Exercise task.
Express the material below as a two-column CSV with the headers label_text and keypoints. Give one row for each line of text, holding that line and the coordinates that follow it, each in a single quoted field with line breaks replaced by spaces. Cover all the material and leave the pictures out.

Given records.
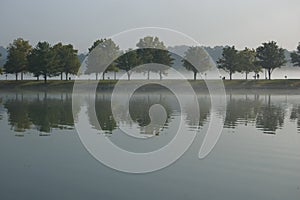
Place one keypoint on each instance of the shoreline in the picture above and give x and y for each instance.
(104, 85)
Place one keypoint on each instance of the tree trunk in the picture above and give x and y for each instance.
(128, 75)
(45, 79)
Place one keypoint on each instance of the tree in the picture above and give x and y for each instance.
(17, 57)
(196, 60)
(229, 61)
(247, 62)
(66, 59)
(296, 56)
(1, 71)
(151, 50)
(101, 54)
(42, 61)
(270, 57)
(128, 61)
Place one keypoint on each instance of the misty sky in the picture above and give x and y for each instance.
(210, 22)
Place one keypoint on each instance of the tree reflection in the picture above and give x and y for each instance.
(270, 117)
(103, 113)
(139, 106)
(204, 107)
(241, 111)
(266, 116)
(42, 113)
(17, 110)
(295, 115)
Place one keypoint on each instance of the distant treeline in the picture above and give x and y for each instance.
(45, 60)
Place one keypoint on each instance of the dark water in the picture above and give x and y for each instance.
(257, 156)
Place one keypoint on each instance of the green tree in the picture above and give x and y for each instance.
(270, 56)
(229, 61)
(196, 60)
(295, 56)
(1, 70)
(128, 61)
(247, 62)
(152, 50)
(66, 59)
(17, 57)
(101, 53)
(42, 61)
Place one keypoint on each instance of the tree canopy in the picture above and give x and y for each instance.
(270, 56)
(197, 60)
(42, 61)
(247, 62)
(152, 50)
(66, 59)
(295, 56)
(102, 53)
(17, 57)
(128, 61)
(229, 61)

Solution.
label_text,keypoints
"Place one keypoint on each instance of the shoreline in the picture above and give x and y for each instance.","(104, 85)"
"Place one keypoint on each instance of the tree trunk in the picture above and give x and y for each instance.","(128, 75) (45, 79)"
"Place one keypoint on each instance of the tree in the picture above and give x and y for each instance.","(17, 57) (196, 60) (229, 61) (247, 62) (66, 59) (296, 56) (1, 71) (151, 50) (101, 54) (42, 61) (270, 57) (128, 61)"
"Place one keypoint on each instance of the misty sky in the picture above and give x and y for each instance.","(210, 22)"
"Place one keypoint on each instance of the tree reflection in the picture above and give x and y for each instance.","(270, 117) (103, 113) (139, 106) (204, 107) (241, 111) (266, 116) (42, 113) (17, 110) (295, 115)"
"Place one keypoint on each instance of the distant treeline in the picture above and give x and y for each instance.","(45, 60)"
"Place one keypoint on each instance of the dark water in the picture above and give x and y for each instance.","(257, 156)"
"Place one keypoint on each instance of the green tree in the picture above and give x and y for each instance.","(270, 56) (229, 61) (196, 60) (295, 56) (1, 70) (128, 61) (247, 62) (152, 50) (66, 59) (17, 57) (101, 53) (42, 61)"
"Place one keypoint on each instance of the tree canopy in the picture above and give x and y for each instance.","(270, 56) (197, 60) (42, 61) (247, 62) (152, 50) (66, 59) (295, 56) (102, 53) (17, 57) (128, 61) (229, 61)"